_AUSZUG ZUM LESEN_
· · ·

Wir rechnen mit mehr Beratungsbedürftigen, zum Beispiel Menschen, die Kredite laufen haben oder bei denen es schon länger Spitz auf Knopf stand und keine Rücklagen vorhanden sind. Derzeit wird alles teurer, besonders Energie. Die Hilfen von Bund und Ländern reichen bei vielen nicht aus, gehen zum Teil mit Bürokratie einher und fließen nicht sofort. Doch bereits vor dem Ukraine-Krieg ist die Nachfrage in unseren Beratungsstellen um etwa ein Drittel gestiegen.

Weshalb?

Vor allem aufgrund der Corona-Pandemie und ihrer Konsequenzen. Plötzlich kamen auch Leute zu uns, die vorher so gut wie nie bei uns gewesen waren: Menschen in Erwerbsarbeit in der Gastronomie, im Eventbereich, am Flughafen, etwa von der Betreibergesellschaft Fraport. Ihnen machten etwa die Kurzarbeit, befristete Verträge oder prekäre Bedingungen zu schaffen. Hinzukamen Soloselbstständige und Menschen mit Migrationsgeschichte, die eigentlich keine Zahlungsprobleme hatten, aber wegen sprachlicher Hürden - die sich stärker auswirkten, weil Ämter in der Pandemie zeitweise nur schriftlich zu erreichen waren - zum Beispiel Fristen nicht einhalten konnten. Die erstgenannten Gruppen haben übrigens keinen Rechtsanspruch auf Schuldnerberatung.

Warum ist das so?

Weil sie keine Leistungen nach dem Sozialgesetzbuch beziehen. Sie müssen für die Beratung zahlen, wenn ihre Kommune diese nicht als freiwillige soziale Leistung finanziert. Wir setzen uns dafür ein, den Rechtsanspruch auszuweiten - und Beratungsstellen stärker, auch durch die Länder, zu fördern, weil dort Personalmangel herrscht.

Wie helfen die Berater?

Viele Hilfsbedürftige greifen erst zum Hörer oder kommen in unsere offene Sprechstunde, wenn sie bereits im Dunkeln sitzen, weil der Strom abgestellt wurde, oder sie bald ihre Wohnung verlassen müssen. Unsere Hauptaufgabe ist dann, mit den Gläubigern über Stundungen oder Ratenzahlungen zu verhandeln. Außerdem versuchen wir, neue Geldquellen zu erschließen, etwa staatliche Hilfs- und Förderangebote. Viel Zeit in Anspruch nehmen auch die Pfändungsschutzkonto-Bescheinigungen, die wir ausstellen, damit den verschuldeten Menschen nicht auch noch das Existenzminimum gepfändet wird. Zu einer klassischen Schuldnerberatung kommen unsere Fachleute zurzeit kaum.

· · ·

_AUFGABEN ZUM TEXT_
**a)** Schreiben Sie aus dem Text über Schuldnerberatung den Abschnitt wortgetreu ab, der mit den Worten „Weil sie keine“ beginnt und mit „dort Personalmangel herrscht.“ endet.
**b)** Führen Sie den Text über Schuldnerberatung im Anschluss an seinen letzten Satz weiter.
Für die Arbeit mit dem Text über Schuldnerberatung spielt das anschließende Material keine Rolle.

· · ·

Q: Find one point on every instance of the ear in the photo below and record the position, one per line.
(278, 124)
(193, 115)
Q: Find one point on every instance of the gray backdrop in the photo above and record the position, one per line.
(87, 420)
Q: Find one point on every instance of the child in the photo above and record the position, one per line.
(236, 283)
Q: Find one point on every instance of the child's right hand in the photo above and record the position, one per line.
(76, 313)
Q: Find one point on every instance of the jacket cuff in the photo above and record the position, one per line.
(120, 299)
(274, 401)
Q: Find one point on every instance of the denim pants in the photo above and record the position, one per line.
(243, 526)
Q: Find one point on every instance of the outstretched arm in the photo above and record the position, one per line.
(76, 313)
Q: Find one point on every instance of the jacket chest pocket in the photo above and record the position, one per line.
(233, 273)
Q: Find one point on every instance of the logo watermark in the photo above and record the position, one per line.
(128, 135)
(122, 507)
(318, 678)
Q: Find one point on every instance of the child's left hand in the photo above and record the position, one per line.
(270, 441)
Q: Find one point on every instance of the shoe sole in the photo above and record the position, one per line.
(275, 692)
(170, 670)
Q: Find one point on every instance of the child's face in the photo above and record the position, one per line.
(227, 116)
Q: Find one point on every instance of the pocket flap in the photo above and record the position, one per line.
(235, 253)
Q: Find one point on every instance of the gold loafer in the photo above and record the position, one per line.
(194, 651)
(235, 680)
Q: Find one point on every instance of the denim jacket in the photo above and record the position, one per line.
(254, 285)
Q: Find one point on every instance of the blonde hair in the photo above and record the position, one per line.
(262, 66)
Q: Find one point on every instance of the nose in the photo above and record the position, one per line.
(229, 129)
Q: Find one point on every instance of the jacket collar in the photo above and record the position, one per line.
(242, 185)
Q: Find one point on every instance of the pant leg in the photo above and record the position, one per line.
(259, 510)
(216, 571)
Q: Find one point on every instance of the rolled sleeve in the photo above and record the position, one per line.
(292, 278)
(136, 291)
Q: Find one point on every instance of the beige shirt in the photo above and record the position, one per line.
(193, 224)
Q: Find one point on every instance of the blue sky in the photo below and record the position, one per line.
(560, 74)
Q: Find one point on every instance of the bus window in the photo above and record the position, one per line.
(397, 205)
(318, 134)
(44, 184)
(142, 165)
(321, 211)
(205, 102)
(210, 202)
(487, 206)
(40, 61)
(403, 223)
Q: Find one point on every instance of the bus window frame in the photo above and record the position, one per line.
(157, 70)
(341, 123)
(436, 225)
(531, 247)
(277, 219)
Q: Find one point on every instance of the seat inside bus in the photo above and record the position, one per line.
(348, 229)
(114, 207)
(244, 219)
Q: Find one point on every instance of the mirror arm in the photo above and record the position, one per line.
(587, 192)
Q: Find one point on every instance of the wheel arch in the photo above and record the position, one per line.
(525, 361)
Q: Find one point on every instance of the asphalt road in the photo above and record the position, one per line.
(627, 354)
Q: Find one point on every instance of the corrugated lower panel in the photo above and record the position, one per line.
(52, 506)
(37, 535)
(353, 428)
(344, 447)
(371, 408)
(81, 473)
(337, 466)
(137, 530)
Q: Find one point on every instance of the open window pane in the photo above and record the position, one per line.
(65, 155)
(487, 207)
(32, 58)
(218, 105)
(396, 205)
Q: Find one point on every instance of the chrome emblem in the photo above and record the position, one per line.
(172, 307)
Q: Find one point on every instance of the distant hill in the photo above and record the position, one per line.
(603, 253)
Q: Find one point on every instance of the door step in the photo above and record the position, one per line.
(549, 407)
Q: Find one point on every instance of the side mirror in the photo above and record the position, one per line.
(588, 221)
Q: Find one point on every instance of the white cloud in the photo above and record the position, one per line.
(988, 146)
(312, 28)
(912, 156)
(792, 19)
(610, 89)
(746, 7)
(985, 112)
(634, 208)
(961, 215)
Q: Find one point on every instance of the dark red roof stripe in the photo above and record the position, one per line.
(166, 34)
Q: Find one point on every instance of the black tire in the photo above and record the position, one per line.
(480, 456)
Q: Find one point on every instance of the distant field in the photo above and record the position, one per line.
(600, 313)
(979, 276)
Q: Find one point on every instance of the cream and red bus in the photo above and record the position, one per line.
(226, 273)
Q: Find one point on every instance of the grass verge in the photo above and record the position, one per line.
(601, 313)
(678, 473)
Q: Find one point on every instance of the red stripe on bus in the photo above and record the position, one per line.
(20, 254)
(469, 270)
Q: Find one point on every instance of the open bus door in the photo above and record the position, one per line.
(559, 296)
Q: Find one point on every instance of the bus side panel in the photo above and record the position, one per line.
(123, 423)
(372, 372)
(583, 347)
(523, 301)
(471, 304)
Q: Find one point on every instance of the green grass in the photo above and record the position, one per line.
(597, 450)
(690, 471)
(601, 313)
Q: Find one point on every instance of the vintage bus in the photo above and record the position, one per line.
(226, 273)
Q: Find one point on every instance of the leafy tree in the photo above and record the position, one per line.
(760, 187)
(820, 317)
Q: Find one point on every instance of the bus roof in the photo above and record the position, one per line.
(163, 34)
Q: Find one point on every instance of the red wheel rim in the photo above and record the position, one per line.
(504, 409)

· · ·

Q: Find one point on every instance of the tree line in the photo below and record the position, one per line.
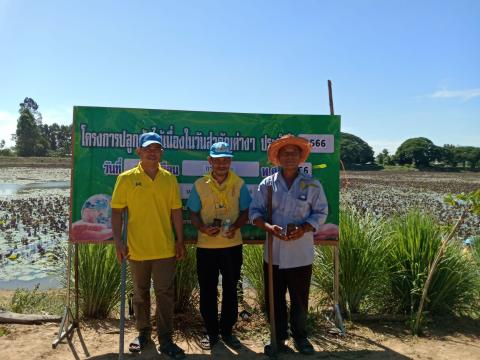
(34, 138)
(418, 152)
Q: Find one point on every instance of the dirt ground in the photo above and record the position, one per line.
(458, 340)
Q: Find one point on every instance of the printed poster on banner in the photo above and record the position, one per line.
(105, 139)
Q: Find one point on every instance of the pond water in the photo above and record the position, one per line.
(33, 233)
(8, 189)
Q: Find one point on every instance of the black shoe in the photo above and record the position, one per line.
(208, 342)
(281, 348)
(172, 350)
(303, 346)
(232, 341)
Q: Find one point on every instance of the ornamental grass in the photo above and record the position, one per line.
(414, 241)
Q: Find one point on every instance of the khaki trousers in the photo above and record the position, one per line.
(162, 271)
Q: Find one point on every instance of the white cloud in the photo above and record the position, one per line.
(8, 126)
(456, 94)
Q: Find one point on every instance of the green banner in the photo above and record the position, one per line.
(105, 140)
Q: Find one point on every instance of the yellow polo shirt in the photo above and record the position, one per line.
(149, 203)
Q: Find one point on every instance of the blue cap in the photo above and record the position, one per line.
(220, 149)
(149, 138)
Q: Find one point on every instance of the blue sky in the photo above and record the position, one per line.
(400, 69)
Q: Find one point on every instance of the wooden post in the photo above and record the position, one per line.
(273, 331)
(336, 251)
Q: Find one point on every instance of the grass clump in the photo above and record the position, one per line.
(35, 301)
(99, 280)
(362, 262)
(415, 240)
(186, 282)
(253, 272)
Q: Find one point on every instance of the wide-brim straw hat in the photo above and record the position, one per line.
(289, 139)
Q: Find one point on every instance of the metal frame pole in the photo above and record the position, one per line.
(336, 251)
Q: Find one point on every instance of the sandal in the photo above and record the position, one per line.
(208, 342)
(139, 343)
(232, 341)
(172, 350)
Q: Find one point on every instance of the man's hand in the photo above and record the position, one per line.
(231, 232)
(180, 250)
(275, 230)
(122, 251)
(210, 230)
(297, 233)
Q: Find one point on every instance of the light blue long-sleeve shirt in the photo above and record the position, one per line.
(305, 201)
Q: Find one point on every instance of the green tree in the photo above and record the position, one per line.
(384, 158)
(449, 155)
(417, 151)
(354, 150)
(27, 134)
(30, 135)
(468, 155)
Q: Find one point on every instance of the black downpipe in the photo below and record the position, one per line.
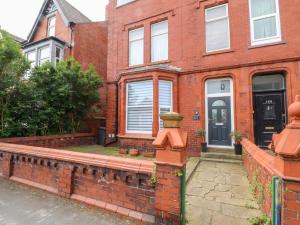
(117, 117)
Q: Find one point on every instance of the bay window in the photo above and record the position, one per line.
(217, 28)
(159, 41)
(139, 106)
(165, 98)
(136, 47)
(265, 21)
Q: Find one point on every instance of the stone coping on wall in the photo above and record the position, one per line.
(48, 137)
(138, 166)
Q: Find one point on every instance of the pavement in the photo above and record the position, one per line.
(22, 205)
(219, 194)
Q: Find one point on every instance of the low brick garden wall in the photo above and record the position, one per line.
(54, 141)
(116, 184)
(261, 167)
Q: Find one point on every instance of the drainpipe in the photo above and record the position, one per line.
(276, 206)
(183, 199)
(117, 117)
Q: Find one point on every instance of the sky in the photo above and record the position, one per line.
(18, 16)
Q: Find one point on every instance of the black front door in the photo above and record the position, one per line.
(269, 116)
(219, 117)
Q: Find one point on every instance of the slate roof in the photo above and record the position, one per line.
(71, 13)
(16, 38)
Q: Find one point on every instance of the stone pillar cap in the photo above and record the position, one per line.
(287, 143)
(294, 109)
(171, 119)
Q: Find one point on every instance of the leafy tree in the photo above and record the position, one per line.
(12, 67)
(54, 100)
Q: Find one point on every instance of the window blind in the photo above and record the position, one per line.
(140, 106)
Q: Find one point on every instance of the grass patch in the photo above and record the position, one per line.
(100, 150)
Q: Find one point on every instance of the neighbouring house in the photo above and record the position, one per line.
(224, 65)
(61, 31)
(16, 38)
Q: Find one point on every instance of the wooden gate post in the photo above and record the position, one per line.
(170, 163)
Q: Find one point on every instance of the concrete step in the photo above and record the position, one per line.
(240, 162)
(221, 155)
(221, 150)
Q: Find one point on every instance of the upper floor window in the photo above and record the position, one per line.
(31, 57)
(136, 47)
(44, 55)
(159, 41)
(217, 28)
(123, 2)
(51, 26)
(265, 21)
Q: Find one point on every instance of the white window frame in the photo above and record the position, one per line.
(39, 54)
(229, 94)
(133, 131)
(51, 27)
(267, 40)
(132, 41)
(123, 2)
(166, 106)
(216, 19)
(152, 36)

· · ·

_LÖSUNGEN DER AUFGABEN_
**a)**
Weil sie keine Leistungen nach dem Sozialgesetzbuch beziehen. Sie müssen für die Beratung zahlen, wenn ihre Kommune diese nicht als freiwillige soziale Leistung finanziert. Wir setzen uns dafür ein, den Rechtsanspruch auszuweiten - und Beratungsstellen stärker, auch durch die Länder, zu fördern, weil dort Personalmangel herrscht.

**b)**
Weshalb?

Die Notfälle - also etwa Räumungsklagen und Stromsperren - häufen sich und lassen wenig Zeit für anderes. Die langfristige, umfassende Beratung muss deshalb in den Hintergrund treten und ist mit Wartezeiten verbunden.

Aus welchen weiteren Gründen brauchen Leute eine Schuldnerberatung?

Die wesentlichen Ursachen für Schulden sind seit Jahrzehnten gleich: Erwerbslosigkeit, Trennung oder der Tod des Partners beziehungsweise der Partnerin, prekäre Arbeitsverhältnisse und mangelnde finanzielle Bildung. Die beiden letztgenannten Probleme haben in den vergangenen Jahren zugenommen. Zu unseren meistgeklickten Videos auf Youtube zählt jenes, in dem wir erklären, wie ein Girokonto funktioniert. Die Finanzwelt, etwa der Zahlungsverkehr und die Möglichkeiten der Finanzierung, ist in den vergangenen Jahren komplizierter geworden. Es ist schwierig, sich ohne Fachkenntnisse zurechtzufinden.

Gibt es bei der Nutzung Ihrer Hilfe ein Stadt-Land-Gefälle?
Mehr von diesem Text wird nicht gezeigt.